-- Start PAGE --

What Are OKRs? Are They Useful for the Company and HR?


Do your employees know the company’s priorities? Do they know how their work contributes to fulfil strategy and goals? Are they engaged in the tasks and do they work on the right things?

MIT Sloan Review study states that only 28% of managers could name 3 strategic priorities. The employee numbers are even more alarming. According to PwC’s Strategy& statistics, 93% of employees don’t understand the company’s strategy.

What would it look like if everyone in the company knew what the company’s key priorities were, how to measure success and pull together towards a collective goal?

Objectives & Key Results (OKRs) stand for a tool for achieving ambitious measurable goals in an organisation and are used to implement its strategy. They help to co-ordinate people in order to reach the goal and indicate the key to their success. Large technology companies such as Google, Amazon, Adobe, LinkedIn are well-known users of OKRs. However, they’re already used by various companies from different fields. Even in the Czech Republic, they’re becoming really popular. There’s a large number of small and big companies that have been using them for many years or the companies that have just started experiments.

OKRs history

OKRs is still a new concept to a lot of people but this method’s been here for many years. It’s based on the Management by Objectives (MBO) method first described by Peter Drucker. Then, Andy Grove transformed MBO into OKR format and made it famous by using it at Intel in the 1970s. Later, he described the concepts in his great book High Output Management.

Google has share in the current success of OKRs. The method was introduced to the founders of the company by Google investor and former Intel employee John Doerr. Google still uses OKRs and attributes their success to the way they set and work with ambitious goals.

Source: Perdoo.com

What are OKRs components?

Objective is a qualitative expression of what we want to achieve. It’s the goal that gives direction.

Key Results are quantitative expressions of the given goal, i.e. Objective. They transform an inspirational goal into numbers (metrics) and answer the question: How do we know that we’ve achieved the Objective? Key Results shouldn’t be activities (Outputs) but measurable results (Outcomes).


In 2008, at Google, Sundar Pichai decided to launch a new browser Google Chrome and make it the best and most used browser in the world.

Objective: Develop a platform of new generation for web applications

Key Result: Chrome will reach 20 million active users in seven days by the end of 2008

The example shows the decision how to measure and know that we’ve achieved our goal of building the best and most used browser. Success will be determined by the active users.

Google didn’t reach this target in 2008. It reached half of that – 10 million active users. In 2009, they decided to set Key Result at 50 million. They achieved 37 million. In 2010, they managed to surpass their goal – instead of planned 100 million, they reached 110 million active users. And Chrome is still the leading browser in the world.

-- End PAGE --
-- Start INFORMATION SHOWN --

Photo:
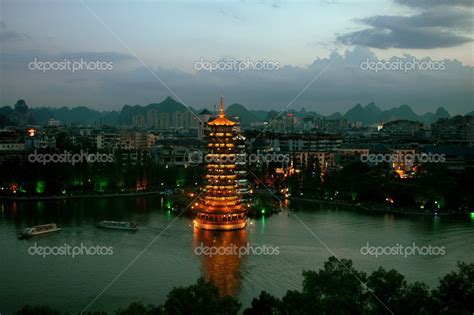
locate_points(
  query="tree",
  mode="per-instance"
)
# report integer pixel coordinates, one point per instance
(138, 308)
(265, 304)
(336, 289)
(37, 310)
(455, 293)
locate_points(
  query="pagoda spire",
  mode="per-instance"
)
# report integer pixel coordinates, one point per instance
(221, 110)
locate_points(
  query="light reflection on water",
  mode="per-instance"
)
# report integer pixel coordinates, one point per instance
(70, 284)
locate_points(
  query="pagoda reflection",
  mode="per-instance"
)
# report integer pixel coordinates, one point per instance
(223, 268)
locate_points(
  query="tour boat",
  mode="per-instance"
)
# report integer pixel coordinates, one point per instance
(129, 226)
(40, 229)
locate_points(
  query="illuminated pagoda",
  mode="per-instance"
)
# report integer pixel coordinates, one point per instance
(221, 207)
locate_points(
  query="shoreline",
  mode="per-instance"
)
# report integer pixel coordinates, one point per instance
(357, 207)
(47, 198)
(379, 210)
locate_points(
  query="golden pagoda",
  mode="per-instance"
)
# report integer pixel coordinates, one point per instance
(221, 208)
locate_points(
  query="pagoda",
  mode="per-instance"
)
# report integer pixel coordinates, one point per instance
(221, 207)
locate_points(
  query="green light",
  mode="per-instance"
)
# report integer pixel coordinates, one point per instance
(40, 186)
(101, 185)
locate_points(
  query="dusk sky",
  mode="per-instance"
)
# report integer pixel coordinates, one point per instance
(318, 45)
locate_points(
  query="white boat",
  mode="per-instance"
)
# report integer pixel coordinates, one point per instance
(40, 229)
(129, 226)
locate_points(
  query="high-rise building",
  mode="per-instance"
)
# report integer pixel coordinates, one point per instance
(221, 207)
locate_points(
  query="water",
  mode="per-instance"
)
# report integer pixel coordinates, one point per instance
(70, 284)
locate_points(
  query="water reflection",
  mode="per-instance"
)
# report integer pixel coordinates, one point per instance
(223, 269)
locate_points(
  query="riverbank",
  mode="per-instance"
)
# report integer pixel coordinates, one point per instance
(374, 208)
(63, 197)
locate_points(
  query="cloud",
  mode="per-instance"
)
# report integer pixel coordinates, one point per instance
(339, 87)
(440, 25)
(432, 3)
(9, 36)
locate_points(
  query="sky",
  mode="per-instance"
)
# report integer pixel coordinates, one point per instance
(323, 53)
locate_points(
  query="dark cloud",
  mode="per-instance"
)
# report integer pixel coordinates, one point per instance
(432, 3)
(338, 87)
(435, 27)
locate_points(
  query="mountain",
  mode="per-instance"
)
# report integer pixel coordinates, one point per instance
(358, 113)
(397, 113)
(430, 118)
(169, 105)
(371, 114)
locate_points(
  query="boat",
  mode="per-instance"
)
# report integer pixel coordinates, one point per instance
(116, 225)
(40, 229)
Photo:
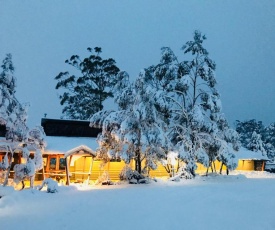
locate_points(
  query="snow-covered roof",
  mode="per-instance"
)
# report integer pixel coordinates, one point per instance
(62, 145)
(82, 149)
(245, 154)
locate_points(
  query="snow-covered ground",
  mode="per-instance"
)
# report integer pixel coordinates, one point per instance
(238, 201)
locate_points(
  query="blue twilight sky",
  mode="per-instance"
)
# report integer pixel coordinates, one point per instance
(41, 35)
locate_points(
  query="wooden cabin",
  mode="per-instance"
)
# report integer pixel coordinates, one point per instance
(70, 155)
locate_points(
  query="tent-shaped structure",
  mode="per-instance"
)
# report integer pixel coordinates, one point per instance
(72, 155)
(249, 160)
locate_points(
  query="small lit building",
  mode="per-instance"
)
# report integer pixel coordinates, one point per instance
(250, 161)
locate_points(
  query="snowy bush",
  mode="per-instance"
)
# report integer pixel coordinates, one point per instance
(132, 176)
(52, 186)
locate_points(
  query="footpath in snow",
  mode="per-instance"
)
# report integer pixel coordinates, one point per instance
(238, 201)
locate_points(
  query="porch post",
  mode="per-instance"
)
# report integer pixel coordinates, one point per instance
(67, 172)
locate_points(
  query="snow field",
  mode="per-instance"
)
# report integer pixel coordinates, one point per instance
(214, 202)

-- End INFORMATION SHOWN --

## EXERCISE AIM
Reproduce the passage of the OKRs article starting with "Key Results are" and going on through "used browser in the world.". You won't need the data for this.

## FINAL RESULT
Key Results are quantitative expressions of the given goal, i.e. Objective. They transform an inspirational goal into numbers (metrics) and answer the question: How do we know that we’ve achieved the Objective? Key Results shouldn’t be activities (Outputs) but measurable results (Outcomes).


In 2008, at Google, Sundar Pichai decided to launch a new browser Google Chrome and make it the best and most used browser in the world.